- **REQUESTS**:
a: Repeat the passage on intention in murder law word for word, between "Despite an attempt" and "but remains confusing.", inclusive.
b: In the passage on intention in murder law, which statute does the Law Commission say intended that a killing would be murder only if the defendant realized death was a possible consequence of his conduct?
c: Carry on the passage on intention in murder law from its final sentence.

- **EXTRACT PROVIDED**:

In the Law Commission's 2006 report
Murder, Manslaughter and Infanticide it stated:
.. law governing homicide in England and Wales is a rickety structure set upon shaky foundations.. this state of affairs should not continue....
Intention is a concept that is involved in all specific intent offences but its meaning lacks clarity.
.. the judge should avoid any elaboration or paraphrase of what is meant by intent and leave it to the jury’s good sense to decide whether the accused acted with the necessary intent... (Moloney ).
Despite an attempt to codify the meaning of
intention in Criminal Justice Act 1967 the law remains unclear.
Foresight of consequences
An explanation of the effect of foresight of consequences has been attempted in many cases but remains confusing.
It has been found that foresight of consequences was not intention, only evidence from which intention could be
inferred (Moloney ).
House of Lords have ruled that intention could be
found from foresight of consequences (Woollin (1998)).
Most recently the Court of Appeal have decided that there is little difference between rule of evidence and one of substantive law. (Matthews and Alleyne (2003) ).
So it is unclear whether there is a substantive rule of criminal law that foresight is intention or if only a rule of evidence that intention can be found from foresight of consequences or whether this is an important distinction.
Serious harm rule
Debate also surrounds the fact that a person who intends to cause serious bodily harm and in fact causes the victim’s death is guilty of murder. Some argue this is unfair as there is no distinction between cases where someone intends to cause serious harm and where someone intends to kill.
The Law Commission have argued that the offence of murder is too wide (
Murder, Manslaughter and Infanticide). Highlighting that the Homicide Act 1957 intended that a killing would only amount to murder, if defendant realised death was a possible consequence of his conduct.
Arguments that mens rea for murder should be restricted to an intention to kill have received judicial support. Lord Edmund Davies:
.. I find it passing strange that a person can be convicted of murder if death results from, say, his intentional breaking of another’s arm..an action which, while undoubtedly involving the infliction of ‘really serious harm’ and, as such, calling for severe punishment, would in most cases be unlikely to kill... (Cunningham (1982)).

- **RECORDED INFORMATION**:
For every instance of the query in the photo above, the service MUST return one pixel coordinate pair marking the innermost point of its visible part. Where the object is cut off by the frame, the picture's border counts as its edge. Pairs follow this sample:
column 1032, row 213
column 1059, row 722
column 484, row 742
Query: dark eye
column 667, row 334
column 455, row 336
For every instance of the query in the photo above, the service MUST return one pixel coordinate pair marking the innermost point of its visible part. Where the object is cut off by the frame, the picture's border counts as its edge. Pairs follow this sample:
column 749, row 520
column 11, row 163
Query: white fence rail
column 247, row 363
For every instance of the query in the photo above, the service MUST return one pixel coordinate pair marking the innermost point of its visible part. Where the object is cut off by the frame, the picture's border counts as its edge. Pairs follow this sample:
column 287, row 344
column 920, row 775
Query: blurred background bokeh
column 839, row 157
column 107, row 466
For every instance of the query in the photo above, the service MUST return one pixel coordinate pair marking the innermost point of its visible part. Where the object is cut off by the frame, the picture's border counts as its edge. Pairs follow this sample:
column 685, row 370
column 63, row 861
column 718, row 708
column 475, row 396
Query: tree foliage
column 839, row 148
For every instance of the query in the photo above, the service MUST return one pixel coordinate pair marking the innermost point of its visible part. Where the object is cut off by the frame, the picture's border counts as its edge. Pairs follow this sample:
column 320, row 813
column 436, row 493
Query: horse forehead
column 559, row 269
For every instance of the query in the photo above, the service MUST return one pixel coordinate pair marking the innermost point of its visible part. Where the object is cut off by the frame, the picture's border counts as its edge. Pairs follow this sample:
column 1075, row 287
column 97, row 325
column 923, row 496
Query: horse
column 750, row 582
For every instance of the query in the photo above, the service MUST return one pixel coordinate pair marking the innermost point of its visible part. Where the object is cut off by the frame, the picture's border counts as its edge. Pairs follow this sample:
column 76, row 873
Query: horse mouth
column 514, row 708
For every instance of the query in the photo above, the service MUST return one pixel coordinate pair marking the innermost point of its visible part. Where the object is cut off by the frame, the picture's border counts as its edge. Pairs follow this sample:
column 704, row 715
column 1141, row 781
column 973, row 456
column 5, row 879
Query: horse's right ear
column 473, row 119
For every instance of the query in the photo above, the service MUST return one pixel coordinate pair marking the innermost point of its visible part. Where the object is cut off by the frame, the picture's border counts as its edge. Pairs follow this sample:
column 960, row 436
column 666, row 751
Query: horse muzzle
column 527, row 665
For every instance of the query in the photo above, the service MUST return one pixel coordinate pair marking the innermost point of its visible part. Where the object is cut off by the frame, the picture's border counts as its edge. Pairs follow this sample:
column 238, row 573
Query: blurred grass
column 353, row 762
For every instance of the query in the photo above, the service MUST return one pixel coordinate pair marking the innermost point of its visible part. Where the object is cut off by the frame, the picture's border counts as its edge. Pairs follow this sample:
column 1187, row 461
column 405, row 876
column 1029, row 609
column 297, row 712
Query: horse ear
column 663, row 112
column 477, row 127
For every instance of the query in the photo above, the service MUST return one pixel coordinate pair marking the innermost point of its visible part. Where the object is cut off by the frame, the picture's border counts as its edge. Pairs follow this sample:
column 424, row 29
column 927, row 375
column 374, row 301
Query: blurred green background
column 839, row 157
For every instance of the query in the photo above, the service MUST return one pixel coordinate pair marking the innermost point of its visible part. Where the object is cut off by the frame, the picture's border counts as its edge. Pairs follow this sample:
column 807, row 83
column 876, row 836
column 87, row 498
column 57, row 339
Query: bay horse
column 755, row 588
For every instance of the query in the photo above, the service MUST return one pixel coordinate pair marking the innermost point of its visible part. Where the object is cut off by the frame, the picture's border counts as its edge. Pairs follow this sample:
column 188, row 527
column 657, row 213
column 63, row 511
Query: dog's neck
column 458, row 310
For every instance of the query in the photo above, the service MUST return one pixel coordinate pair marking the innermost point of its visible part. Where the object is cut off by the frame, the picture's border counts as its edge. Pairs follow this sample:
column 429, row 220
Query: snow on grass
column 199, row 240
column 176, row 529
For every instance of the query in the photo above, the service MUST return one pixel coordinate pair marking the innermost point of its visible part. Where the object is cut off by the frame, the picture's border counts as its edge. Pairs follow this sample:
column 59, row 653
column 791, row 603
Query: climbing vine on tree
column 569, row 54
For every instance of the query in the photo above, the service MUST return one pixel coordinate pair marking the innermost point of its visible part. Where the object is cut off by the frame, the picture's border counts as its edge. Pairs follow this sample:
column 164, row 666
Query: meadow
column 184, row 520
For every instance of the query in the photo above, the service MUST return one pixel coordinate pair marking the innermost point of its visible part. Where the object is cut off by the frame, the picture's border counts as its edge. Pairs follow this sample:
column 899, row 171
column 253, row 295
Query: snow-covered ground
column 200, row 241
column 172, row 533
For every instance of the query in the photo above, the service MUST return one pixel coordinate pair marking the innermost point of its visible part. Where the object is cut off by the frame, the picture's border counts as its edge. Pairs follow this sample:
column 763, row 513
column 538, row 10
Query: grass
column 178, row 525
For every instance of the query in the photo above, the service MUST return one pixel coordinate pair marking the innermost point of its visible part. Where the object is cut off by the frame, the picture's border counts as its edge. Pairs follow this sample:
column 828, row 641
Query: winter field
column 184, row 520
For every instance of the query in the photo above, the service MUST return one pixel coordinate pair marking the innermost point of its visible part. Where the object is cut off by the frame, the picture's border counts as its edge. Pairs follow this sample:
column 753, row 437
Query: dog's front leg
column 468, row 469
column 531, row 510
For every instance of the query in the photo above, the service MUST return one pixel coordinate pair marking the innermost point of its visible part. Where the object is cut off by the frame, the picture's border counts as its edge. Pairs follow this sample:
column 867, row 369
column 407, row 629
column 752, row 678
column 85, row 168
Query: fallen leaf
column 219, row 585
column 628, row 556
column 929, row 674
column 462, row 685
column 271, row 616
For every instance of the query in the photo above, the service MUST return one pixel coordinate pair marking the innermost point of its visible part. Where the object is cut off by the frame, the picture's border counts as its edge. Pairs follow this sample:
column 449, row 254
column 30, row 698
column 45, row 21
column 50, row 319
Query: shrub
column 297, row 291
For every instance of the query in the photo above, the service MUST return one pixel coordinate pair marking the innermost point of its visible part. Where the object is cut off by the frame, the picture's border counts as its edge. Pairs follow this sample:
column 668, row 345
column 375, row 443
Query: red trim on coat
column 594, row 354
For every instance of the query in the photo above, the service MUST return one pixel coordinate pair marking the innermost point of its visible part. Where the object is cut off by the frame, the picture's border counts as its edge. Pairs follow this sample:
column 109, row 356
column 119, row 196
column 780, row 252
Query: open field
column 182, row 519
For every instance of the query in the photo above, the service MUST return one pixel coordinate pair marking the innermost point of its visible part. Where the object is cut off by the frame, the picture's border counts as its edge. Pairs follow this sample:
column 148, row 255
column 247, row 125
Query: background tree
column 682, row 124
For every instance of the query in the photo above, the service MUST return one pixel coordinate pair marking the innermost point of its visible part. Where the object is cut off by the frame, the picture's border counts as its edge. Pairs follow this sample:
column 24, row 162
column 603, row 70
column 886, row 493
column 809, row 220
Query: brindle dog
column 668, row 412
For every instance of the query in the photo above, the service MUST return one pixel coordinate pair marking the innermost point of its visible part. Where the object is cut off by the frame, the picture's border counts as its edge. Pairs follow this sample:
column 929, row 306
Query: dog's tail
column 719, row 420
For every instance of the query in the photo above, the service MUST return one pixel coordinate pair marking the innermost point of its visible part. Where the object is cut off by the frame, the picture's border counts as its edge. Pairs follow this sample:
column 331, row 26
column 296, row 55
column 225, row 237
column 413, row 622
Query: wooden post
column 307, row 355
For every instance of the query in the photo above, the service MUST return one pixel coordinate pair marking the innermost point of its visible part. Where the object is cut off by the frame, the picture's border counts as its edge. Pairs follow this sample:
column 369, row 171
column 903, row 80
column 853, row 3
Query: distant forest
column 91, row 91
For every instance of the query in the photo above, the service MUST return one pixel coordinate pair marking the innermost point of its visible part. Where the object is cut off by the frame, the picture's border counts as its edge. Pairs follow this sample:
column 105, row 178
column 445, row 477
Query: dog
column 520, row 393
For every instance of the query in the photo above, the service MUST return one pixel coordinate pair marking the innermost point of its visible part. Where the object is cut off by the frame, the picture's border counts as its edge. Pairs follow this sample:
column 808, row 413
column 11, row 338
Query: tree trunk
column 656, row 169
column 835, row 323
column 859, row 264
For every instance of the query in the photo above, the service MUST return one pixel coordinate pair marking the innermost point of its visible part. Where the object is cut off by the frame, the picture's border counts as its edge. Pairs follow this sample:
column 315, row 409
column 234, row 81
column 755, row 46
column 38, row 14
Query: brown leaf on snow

- **RESPONSES BY TASK**:
a:
Despite an attempt to codify the meaning of
intention in Criminal Justice Act 1967 the law remains unclear.
Foresight of consequences
An explanation of the effect of foresight of consequences has been attempted in many cases but remains confusing.

b: The Homicide Act 1957.

c:
However, the judiciary have declined to create such a precedent through case law. Many feel it is a matter that Parliament should address and therefore it is beyond judicial powers to make such a change.
Suggestions for reform
In a 1993 report
Offences Against the Person and General Principles, the Law Commission suggested a definition for intention:
.. A person acts intentionally with respect to a result when: it is his purpose to cause it or although it is not his purpose to cause it, he knows that it would occur in the ordinary course of events if he were to succeed in his purpose of causing some other result....
The use self defence as a defence to murder is defined in statute, S3 of Criminal Law Act 1967 states:
.. A person may use such force as is reasonable in the circumstances....
A person may use reasonable force in self defence or to prevent a crime being committed, what is considered reasonable depends on how the defendant viewed the situation. The subjective nature of this rule has lead to much criticism.
In Martin , the defendant shot intruders at his home, one died and the other was seriously injured. The defendant’s appeal on ground of self defence was rejected, as he was found to use unreasonable force. On appeal, the court reduced conviction to manslaughter, on basis of diminished responsibility, as defendant suffered from a paranoid personality.
In Clegg (1995), a soldier at a checkpoint shot at a stolen car which came towards him at speed and killed the victim who sat in the back seat. Evidence proved the fatal shot had been fired once the car had passed the checkpoint, so there was no argument for self defence. The defendant’s conviction for murder was upheld on appeal.
Suggestions for reform
The Law Commission have suggested self defence could be made a partial defence, so result in a conviction for manslaughter not murder. This would allow judges discretion to pass suitable sentences.
The Government agreed there was a need to reform the self defence law. In light of public and media pressure after the Martin case, emphasis was placed on creating some protection for those who acted in self defence but it was found had used excessive force.
This lead to the introduction of the
loss of control partial defence under the Coroners and Justice Act 2009 (CCJA 2009), which allows for a conviction to be reduced from murder to manslaughter, where defendant lost control due to a fear of violence.
Mandatory life sentence
S1 of the Murder (Abolition of the Death Penalty) Act 1965 states:
.. a person convicted of murder shall be sentenced to imprisonment for life....
The rationale is to impose the highest punishment on most serious crime. It has also been argued the tariff was set to appease those who opposed the abolition of the death sentence.
It means a judge has no discretion in sentence, for those over 18 yr old. There will always be a minimum number of years to be served, before application for release on licence can be made.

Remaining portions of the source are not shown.